By Tom Batchelor
February 23, 2024, © Leeham News: The turnaround at Rolls Royce is well-underway as the company revealed a more than doubling of its annual profit – ahead of expectations – at its full year 2023 results announcement on Thursday.
Just a year after the incoming CEO Tufan Erginbilgic warned that the engine group was a “burning platform”, revenues climbed to £15.4bn ($19.4bn at current rates), up from £12.7bn ($16bn) in 2022, and profits soared by 143% to £1.6bn ($2bn), from £652m ($823m). Analysts had estimated profits closer to £1.3bn ($1.6bn) for 2023.
RR delivered a total of 458 engines last year, including 262 destined for large civil aircraft, alongside orders for around 700 powerplants.
Speaking during a briefing call, former BP executive Erginbilgic called it a “transformation” which had “delivered a record performance in 2023”.
Notably, progress is being made on improvements to the Trent XWB-97 and Trent 1000 engines, designed to address durability issues reported by customers operating widebodies in dry and dusty environments.
“We are creating momentum and a track record of significant delivery,” Erginbilgic said, though “bottlenecks” caused by both labor and parts shortages would continue to be a factor into 2026.
“We expect the supply chain to remain challenging for another 18-24 months,” he said.
Transformation plan
The 143% year-on-year rise in operating profit has been driven by Erginbilgic’s cost-cutting plan as well as improved pricing on RR products.
It was also helped by the recovery of large engine flying hours (EFH) in civil aerospace to 88% of 2019 levels, up from 65% in 2022, and increased aftermarket profits.

> [Records provided]
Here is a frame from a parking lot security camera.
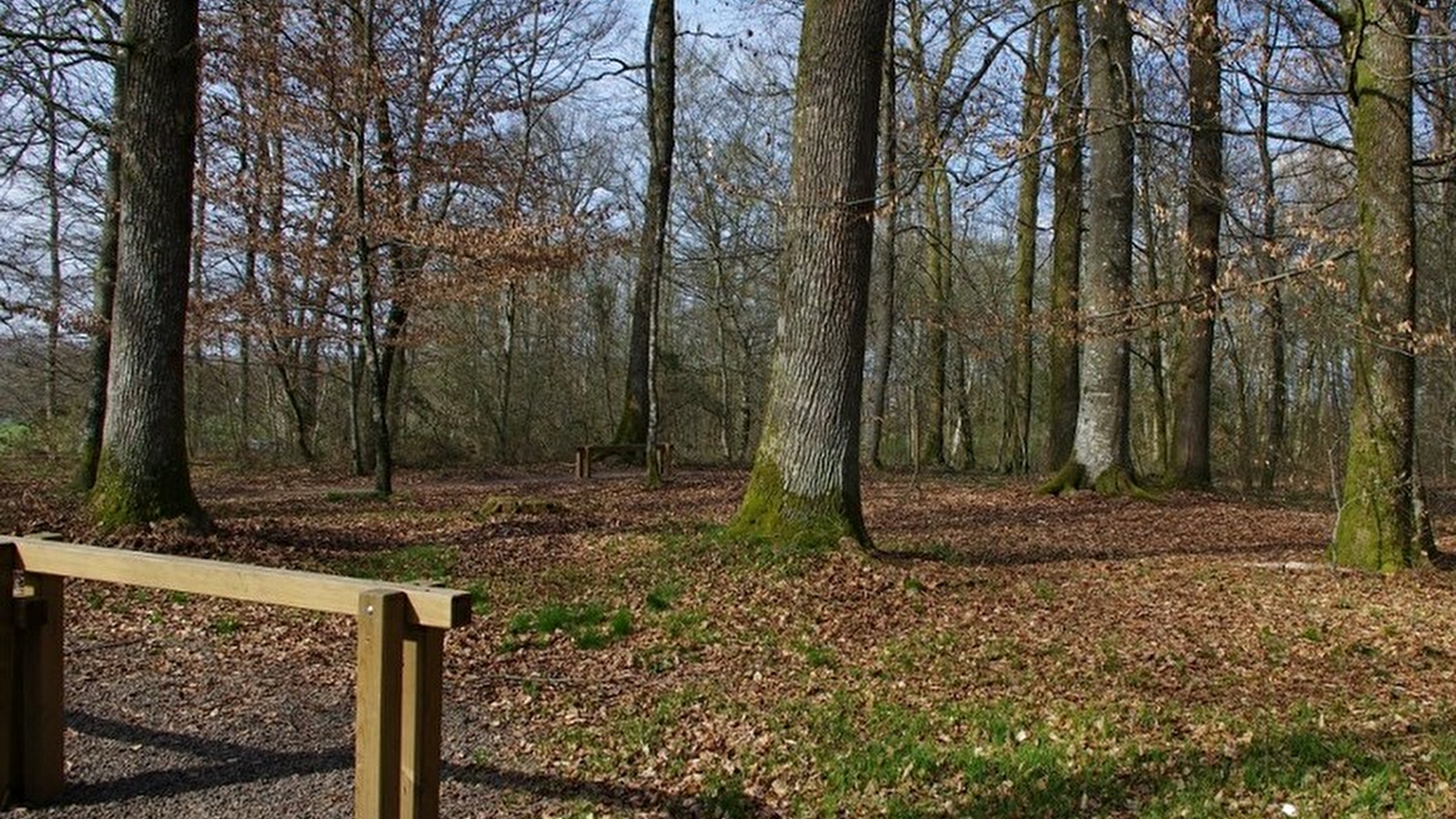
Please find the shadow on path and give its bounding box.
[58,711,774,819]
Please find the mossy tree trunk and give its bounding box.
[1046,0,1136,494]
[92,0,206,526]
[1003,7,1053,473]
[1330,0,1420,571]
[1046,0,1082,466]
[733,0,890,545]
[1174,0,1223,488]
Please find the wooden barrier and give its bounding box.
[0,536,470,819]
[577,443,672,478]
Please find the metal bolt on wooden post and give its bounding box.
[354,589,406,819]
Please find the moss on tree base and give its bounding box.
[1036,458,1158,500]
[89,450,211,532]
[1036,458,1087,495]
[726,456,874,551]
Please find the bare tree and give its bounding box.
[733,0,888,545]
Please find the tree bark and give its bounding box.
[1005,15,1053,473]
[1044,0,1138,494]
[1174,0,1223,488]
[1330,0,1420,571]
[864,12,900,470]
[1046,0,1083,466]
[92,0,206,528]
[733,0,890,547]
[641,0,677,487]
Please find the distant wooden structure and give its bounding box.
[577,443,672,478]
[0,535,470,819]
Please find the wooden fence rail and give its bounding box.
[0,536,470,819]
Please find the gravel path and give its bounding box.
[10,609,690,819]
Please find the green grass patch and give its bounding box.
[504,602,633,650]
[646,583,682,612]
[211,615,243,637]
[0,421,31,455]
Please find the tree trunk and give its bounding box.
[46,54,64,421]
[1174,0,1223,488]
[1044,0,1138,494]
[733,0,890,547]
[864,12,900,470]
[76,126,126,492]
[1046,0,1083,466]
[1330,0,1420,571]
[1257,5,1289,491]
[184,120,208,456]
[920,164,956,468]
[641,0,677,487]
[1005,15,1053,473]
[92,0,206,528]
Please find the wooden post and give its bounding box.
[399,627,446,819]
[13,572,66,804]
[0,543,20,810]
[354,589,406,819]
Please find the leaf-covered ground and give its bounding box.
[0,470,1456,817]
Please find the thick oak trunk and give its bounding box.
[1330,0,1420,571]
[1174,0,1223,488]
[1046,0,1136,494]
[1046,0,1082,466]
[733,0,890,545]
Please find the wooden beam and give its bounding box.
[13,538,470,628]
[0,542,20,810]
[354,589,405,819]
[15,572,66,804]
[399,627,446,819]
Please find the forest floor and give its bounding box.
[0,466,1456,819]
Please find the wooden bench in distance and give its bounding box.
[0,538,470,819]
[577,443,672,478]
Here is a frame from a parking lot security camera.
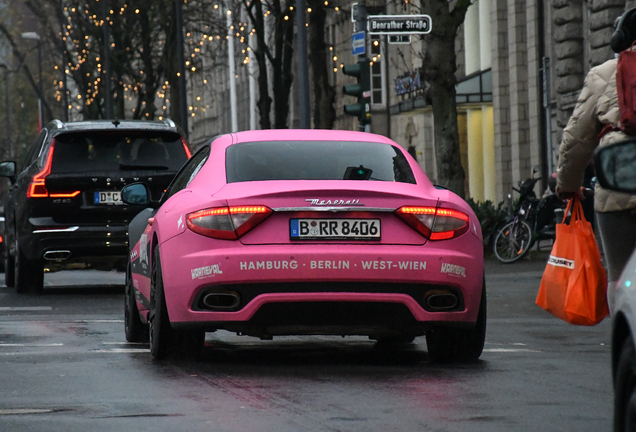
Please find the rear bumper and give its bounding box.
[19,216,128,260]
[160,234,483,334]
...
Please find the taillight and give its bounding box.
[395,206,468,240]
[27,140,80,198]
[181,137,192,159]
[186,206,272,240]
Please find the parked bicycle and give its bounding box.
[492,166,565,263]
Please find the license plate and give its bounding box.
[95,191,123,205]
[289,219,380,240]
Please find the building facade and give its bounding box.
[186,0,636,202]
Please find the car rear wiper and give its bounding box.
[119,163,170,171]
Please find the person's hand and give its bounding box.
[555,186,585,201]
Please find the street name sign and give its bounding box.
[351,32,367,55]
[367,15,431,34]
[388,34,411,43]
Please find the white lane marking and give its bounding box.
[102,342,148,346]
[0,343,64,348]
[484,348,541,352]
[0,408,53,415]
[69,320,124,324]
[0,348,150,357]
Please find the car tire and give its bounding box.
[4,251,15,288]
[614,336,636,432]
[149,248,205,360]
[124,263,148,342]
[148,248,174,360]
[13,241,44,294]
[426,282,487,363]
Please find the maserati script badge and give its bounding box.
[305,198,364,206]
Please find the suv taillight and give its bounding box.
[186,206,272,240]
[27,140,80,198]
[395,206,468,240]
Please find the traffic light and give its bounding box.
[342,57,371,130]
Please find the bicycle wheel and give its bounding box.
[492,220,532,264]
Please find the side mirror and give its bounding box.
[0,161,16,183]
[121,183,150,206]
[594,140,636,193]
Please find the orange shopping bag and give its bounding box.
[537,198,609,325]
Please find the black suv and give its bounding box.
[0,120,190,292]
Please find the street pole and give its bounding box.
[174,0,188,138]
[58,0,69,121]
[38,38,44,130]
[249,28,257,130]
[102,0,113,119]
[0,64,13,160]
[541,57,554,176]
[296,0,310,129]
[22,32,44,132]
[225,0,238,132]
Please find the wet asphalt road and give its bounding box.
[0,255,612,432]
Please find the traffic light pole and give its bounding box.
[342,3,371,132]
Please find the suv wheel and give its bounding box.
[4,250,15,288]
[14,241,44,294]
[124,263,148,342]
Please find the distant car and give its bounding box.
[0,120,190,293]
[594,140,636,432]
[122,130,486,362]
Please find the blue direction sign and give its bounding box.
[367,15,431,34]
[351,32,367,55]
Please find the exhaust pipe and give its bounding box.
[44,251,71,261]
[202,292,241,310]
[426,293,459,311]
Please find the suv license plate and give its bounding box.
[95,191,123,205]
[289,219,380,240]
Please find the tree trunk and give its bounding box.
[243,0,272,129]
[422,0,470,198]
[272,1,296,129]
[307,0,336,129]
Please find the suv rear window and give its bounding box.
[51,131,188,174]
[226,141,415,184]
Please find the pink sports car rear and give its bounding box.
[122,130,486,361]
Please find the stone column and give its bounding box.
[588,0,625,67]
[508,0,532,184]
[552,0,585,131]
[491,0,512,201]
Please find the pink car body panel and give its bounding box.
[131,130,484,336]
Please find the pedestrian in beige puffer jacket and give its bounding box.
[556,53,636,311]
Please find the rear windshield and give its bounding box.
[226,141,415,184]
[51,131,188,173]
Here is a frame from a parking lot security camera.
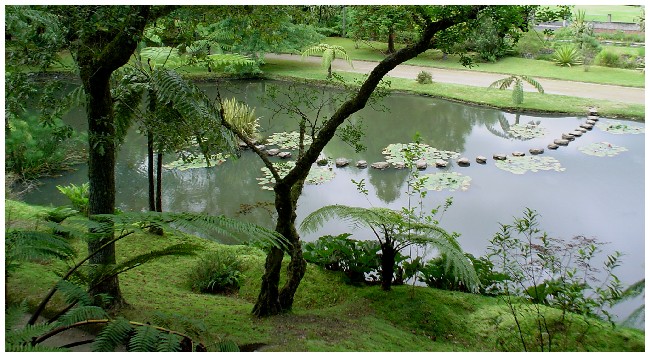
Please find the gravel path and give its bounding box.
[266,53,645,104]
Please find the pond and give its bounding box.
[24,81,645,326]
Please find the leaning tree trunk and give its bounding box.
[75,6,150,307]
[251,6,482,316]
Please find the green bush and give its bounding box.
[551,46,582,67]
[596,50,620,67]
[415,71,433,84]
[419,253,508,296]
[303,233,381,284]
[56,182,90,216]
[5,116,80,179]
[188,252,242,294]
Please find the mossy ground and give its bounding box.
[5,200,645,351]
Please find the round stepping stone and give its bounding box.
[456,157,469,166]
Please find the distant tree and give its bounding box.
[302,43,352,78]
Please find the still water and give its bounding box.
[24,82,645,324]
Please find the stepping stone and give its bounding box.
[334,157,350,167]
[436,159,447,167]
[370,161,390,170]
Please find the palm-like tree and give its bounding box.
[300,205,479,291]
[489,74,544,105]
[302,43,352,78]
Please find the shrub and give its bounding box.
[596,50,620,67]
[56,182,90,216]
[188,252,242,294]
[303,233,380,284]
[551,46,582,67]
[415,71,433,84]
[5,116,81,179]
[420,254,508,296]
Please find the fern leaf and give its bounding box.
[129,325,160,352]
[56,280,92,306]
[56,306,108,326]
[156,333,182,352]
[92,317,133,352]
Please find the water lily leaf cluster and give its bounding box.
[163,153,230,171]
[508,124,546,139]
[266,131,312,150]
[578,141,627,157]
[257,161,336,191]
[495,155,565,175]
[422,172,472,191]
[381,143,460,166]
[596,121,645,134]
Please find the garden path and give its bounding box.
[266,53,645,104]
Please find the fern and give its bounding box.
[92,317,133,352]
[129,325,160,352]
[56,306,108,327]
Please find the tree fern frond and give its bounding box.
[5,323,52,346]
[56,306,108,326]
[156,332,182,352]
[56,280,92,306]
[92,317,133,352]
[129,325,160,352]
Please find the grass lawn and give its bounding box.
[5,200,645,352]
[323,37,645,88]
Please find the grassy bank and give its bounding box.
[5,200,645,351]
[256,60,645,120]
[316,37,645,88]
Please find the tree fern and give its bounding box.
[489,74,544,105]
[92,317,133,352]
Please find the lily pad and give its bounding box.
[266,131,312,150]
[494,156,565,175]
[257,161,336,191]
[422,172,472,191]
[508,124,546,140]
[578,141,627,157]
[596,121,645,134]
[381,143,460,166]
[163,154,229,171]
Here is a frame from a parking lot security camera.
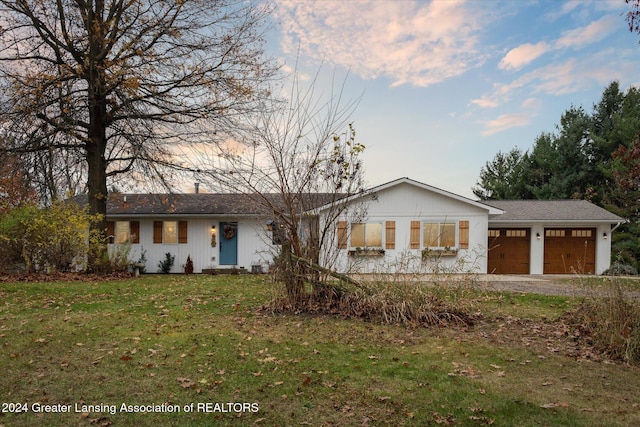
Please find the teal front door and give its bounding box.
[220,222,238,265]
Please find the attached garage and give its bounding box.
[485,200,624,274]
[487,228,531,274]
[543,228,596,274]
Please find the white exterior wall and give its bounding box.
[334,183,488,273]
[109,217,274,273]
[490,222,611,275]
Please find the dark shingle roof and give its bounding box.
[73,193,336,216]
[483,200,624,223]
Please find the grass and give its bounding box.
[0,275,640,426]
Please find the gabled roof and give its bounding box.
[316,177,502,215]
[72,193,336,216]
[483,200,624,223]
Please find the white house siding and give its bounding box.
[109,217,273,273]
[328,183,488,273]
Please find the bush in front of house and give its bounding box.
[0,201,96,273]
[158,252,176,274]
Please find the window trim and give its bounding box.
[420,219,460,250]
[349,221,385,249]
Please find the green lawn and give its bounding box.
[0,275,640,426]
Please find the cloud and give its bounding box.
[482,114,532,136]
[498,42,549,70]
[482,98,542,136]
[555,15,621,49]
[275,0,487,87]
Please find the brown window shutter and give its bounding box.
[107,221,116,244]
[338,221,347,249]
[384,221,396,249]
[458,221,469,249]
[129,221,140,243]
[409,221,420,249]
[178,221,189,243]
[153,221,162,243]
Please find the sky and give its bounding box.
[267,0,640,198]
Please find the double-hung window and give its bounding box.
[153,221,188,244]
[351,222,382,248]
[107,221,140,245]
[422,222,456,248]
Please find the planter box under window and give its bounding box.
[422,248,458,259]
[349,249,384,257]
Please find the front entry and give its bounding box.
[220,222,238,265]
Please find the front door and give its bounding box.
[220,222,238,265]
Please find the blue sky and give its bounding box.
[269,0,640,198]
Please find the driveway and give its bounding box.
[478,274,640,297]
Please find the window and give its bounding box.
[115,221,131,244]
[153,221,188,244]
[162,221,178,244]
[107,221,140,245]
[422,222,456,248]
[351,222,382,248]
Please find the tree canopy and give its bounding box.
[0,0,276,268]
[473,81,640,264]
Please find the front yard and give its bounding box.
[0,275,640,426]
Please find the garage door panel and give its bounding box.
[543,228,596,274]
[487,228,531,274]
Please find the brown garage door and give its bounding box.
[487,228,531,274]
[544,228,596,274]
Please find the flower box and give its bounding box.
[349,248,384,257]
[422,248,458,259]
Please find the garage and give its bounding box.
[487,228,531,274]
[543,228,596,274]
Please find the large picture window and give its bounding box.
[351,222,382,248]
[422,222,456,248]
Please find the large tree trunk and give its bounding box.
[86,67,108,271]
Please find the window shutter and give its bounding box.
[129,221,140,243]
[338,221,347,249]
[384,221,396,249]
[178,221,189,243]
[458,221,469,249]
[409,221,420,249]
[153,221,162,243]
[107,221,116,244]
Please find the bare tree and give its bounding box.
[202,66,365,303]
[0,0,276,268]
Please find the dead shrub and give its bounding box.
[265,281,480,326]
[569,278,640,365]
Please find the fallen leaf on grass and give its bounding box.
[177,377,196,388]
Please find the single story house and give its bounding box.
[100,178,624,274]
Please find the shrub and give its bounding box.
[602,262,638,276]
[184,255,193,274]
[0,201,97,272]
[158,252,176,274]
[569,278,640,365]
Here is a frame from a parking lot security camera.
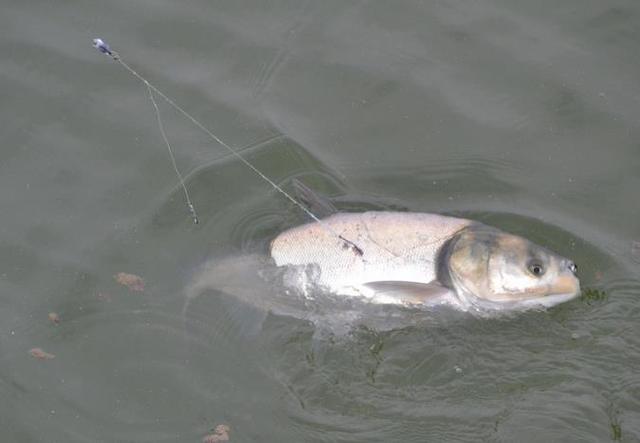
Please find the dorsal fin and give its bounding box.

> [Action item] According to the article on Rolls-Royce's 2023 results, how many engines did the company deliver last year? The lines above have no connection to the article on Rolls-Royce's results.

> [Task response] 458 engines